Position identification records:
*-*-*

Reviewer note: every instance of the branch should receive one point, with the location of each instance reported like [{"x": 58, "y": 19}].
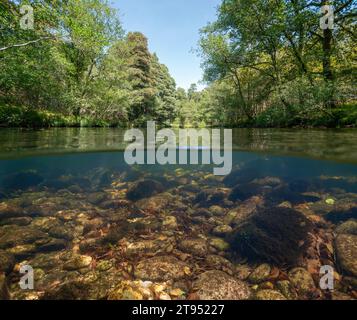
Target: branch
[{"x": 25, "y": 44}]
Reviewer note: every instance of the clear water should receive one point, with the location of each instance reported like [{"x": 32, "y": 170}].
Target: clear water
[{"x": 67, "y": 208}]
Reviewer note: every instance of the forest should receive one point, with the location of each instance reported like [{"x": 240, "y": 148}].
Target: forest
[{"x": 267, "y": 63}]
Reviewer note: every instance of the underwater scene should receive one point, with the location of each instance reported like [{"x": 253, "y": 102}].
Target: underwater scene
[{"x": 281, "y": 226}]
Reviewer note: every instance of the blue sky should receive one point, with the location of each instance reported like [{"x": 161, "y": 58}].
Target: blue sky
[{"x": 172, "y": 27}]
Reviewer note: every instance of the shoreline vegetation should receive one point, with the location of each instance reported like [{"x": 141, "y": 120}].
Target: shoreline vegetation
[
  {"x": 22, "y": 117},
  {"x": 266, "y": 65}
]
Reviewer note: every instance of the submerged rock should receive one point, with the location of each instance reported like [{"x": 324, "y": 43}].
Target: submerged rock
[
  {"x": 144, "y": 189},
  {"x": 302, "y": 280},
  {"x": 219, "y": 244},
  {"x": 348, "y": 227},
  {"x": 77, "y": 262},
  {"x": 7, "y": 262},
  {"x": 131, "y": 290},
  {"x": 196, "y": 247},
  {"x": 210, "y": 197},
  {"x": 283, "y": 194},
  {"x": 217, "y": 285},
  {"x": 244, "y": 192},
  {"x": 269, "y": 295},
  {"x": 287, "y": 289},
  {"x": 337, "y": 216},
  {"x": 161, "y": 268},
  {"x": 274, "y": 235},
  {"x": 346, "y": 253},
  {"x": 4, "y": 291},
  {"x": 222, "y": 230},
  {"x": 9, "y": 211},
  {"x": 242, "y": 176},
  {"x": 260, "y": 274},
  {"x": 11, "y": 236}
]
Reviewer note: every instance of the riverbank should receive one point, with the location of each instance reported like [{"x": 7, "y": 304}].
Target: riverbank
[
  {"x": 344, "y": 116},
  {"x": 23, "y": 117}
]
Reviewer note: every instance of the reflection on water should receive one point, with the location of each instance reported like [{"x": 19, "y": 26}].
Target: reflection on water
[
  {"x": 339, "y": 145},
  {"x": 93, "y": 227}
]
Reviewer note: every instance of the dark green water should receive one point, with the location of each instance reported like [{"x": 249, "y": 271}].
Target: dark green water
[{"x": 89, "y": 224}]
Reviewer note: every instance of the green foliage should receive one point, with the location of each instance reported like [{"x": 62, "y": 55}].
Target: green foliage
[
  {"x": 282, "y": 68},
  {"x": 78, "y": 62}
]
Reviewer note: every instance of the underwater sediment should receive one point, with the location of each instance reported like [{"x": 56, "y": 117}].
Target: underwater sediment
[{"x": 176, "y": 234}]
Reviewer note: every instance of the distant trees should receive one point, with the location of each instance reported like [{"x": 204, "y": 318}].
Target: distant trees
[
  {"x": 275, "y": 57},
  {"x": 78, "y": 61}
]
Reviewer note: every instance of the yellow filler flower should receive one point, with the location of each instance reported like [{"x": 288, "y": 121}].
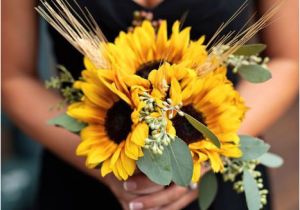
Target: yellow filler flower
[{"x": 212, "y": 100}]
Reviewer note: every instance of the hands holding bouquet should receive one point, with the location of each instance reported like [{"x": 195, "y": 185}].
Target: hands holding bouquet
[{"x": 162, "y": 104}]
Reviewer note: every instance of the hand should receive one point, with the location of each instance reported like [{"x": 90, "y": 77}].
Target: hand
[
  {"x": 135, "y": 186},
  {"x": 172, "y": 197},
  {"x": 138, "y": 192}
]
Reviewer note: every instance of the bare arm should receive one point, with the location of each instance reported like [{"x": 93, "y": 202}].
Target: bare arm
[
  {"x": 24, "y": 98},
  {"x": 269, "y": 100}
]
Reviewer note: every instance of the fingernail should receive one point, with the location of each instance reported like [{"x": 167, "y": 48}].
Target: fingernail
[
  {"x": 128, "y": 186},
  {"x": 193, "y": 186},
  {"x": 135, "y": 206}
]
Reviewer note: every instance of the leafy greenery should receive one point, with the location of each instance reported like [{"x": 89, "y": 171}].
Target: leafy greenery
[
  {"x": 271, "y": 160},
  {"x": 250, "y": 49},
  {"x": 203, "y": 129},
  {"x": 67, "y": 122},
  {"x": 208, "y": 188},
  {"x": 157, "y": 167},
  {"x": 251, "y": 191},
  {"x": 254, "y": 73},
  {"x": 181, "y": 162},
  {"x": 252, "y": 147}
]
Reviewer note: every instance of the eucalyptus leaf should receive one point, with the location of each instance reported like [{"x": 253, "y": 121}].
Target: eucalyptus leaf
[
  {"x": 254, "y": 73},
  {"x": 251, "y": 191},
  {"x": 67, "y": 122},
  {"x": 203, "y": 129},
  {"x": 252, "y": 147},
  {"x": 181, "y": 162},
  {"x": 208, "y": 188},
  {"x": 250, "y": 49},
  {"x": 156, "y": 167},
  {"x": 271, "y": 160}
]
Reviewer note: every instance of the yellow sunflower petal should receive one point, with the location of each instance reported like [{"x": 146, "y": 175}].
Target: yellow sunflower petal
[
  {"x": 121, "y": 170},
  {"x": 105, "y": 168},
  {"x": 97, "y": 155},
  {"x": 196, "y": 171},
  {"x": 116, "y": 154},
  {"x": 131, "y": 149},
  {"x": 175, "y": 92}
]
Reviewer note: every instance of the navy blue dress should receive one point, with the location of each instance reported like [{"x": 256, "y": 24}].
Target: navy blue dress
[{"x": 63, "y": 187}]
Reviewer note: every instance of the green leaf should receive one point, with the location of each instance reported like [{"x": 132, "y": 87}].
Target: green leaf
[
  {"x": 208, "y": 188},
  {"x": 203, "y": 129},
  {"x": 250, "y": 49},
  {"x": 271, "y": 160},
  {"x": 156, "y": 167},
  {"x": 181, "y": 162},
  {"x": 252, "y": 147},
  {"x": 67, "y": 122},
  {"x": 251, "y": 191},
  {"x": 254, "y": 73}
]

*-*-*

Quote all of the entries word for word, omitting any pictures.

Written answer:
Reviewer note: every instance of the branch should receive one point, with the location of each instance reported like [{"x": 58, "y": 19}].
Target: branch
[{"x": 25, "y": 44}]
Reviewer note: every instance of the clear water should receive one point, with the location of each instance reported like [{"x": 32, "y": 170}].
Target: clear water
[{"x": 67, "y": 208}]
Reviewer note: every instance of the forest should receive one point, with the location of each instance reported like [{"x": 240, "y": 148}].
Target: forest
[{"x": 267, "y": 63}]
Reviewer note: every instance of the underwater scene should receive one point, with the location of each instance reported like [{"x": 253, "y": 102}].
Target: underwater scene
[{"x": 281, "y": 226}]
Reviewer note: every instance of the blue sky should receive one point, with the location of each instance reported like [{"x": 161, "y": 58}].
Target: blue sky
[{"x": 172, "y": 27}]
Reviewer note: every instance of the shoreline vegetation should receive one point, with the location of each instance reported like [{"x": 141, "y": 120}].
Target: shoreline vegetation
[
  {"x": 22, "y": 117},
  {"x": 266, "y": 65}
]
Reviewer note: every instance of the submerged rock should receive one point, with the location of each instance reported like [{"x": 324, "y": 43}].
Target: submerged rock
[
  {"x": 144, "y": 189},
  {"x": 302, "y": 280},
  {"x": 219, "y": 244},
  {"x": 348, "y": 227},
  {"x": 77, "y": 262},
  {"x": 7, "y": 262},
  {"x": 131, "y": 290},
  {"x": 196, "y": 247},
  {"x": 210, "y": 197},
  {"x": 283, "y": 194},
  {"x": 217, "y": 285},
  {"x": 244, "y": 192},
  {"x": 269, "y": 295},
  {"x": 287, "y": 289},
  {"x": 337, "y": 216},
  {"x": 161, "y": 268},
  {"x": 274, "y": 235},
  {"x": 346, "y": 253},
  {"x": 4, "y": 291},
  {"x": 222, "y": 230},
  {"x": 9, "y": 211},
  {"x": 242, "y": 176},
  {"x": 260, "y": 274},
  {"x": 11, "y": 236}
]
Reviewer note: every instance of the riverbank should receive one point, with the location of each instance reported like [{"x": 7, "y": 304}].
Target: riverbank
[
  {"x": 344, "y": 116},
  {"x": 23, "y": 117}
]
Reviewer note: every instance of the reflection on water should receive one point, with the location of each instance reported like [{"x": 19, "y": 26}].
Target: reflection on water
[
  {"x": 339, "y": 145},
  {"x": 93, "y": 227}
]
Reviewer note: every instance of the dark green water should receive one point, with the location of each instance reported like [{"x": 249, "y": 271}].
Target: dark green water
[{"x": 89, "y": 224}]
Reviewer note: every instance of the green foliage should receive one point, with the location of each instance reported like [{"x": 62, "y": 55}].
Target: green foliage
[
  {"x": 282, "y": 68},
  {"x": 78, "y": 62}
]
Reviewer note: every instance of the underwater sediment should receive one point, with the location of each instance reported like [{"x": 56, "y": 117}].
Target: underwater sediment
[{"x": 176, "y": 234}]
Reviewer note: every instance of the distant trees should receive one point, with the location of each instance reported like [{"x": 204, "y": 318}].
Target: distant trees
[
  {"x": 275, "y": 57},
  {"x": 78, "y": 61}
]
Reviewer note: every instance of the yellow filler flower should receive one point, with the location of each instance reported like [{"x": 288, "y": 121}].
Target: yellow filler flower
[{"x": 212, "y": 100}]
Reviewer note: every instance of the hands holding bouquet should receive one point, with the location of each instance reported like [{"x": 195, "y": 185}].
Target: hands holding bouquet
[{"x": 162, "y": 104}]
Reviewer note: every instance of the hand should receive one point, with the location of each instance reported like [{"x": 90, "y": 77}].
Target: hand
[
  {"x": 135, "y": 186},
  {"x": 172, "y": 197},
  {"x": 138, "y": 192}
]
Reviewer note: every instance of the bare arm should receive one point, with the location of each instance reported like [{"x": 93, "y": 202}].
Target: bare arm
[
  {"x": 24, "y": 98},
  {"x": 269, "y": 100}
]
Reviewer note: every instance of the fingernail should receive one point, with the location of each instance reported like [{"x": 167, "y": 48}].
Target: fingernail
[
  {"x": 128, "y": 186},
  {"x": 193, "y": 186},
  {"x": 135, "y": 206}
]
Reviewer note: every instance of the leafy greenery should receive one point, with the location of each instance reported like [{"x": 89, "y": 171}].
Target: leafy greenery
[
  {"x": 271, "y": 160},
  {"x": 250, "y": 49},
  {"x": 203, "y": 129},
  {"x": 67, "y": 122},
  {"x": 208, "y": 188},
  {"x": 157, "y": 167},
  {"x": 251, "y": 191},
  {"x": 254, "y": 73},
  {"x": 181, "y": 162},
  {"x": 252, "y": 147}
]
Reviewer note: every instance of the eucalyptus leaf should receive one point, with the location of each instance reported like [{"x": 253, "y": 121}].
Target: eucalyptus leaf
[
  {"x": 254, "y": 73},
  {"x": 251, "y": 191},
  {"x": 67, "y": 122},
  {"x": 203, "y": 129},
  {"x": 252, "y": 147},
  {"x": 181, "y": 162},
  {"x": 208, "y": 188},
  {"x": 250, "y": 49},
  {"x": 156, "y": 167},
  {"x": 271, "y": 160}
]
Reviewer note: every instance of the yellow sunflower petal should receive one point, with the location of each instance reported like [{"x": 146, "y": 175}].
Target: yellow sunflower petal
[
  {"x": 121, "y": 170},
  {"x": 105, "y": 168},
  {"x": 97, "y": 155},
  {"x": 196, "y": 171},
  {"x": 116, "y": 154},
  {"x": 131, "y": 149},
  {"x": 175, "y": 92}
]
Reviewer note: every instance of the navy blue dress should receive one point, with the location of each instance reported like [{"x": 256, "y": 24}].
Target: navy blue dress
[{"x": 63, "y": 187}]
Reviewer note: every instance of the green leaf should receive one point, with the location of each instance reported like [{"x": 132, "y": 87}].
Target: green leaf
[
  {"x": 208, "y": 188},
  {"x": 203, "y": 129},
  {"x": 250, "y": 49},
  {"x": 271, "y": 160},
  {"x": 156, "y": 167},
  {"x": 181, "y": 162},
  {"x": 252, "y": 147},
  {"x": 67, "y": 122},
  {"x": 251, "y": 191},
  {"x": 254, "y": 73}
]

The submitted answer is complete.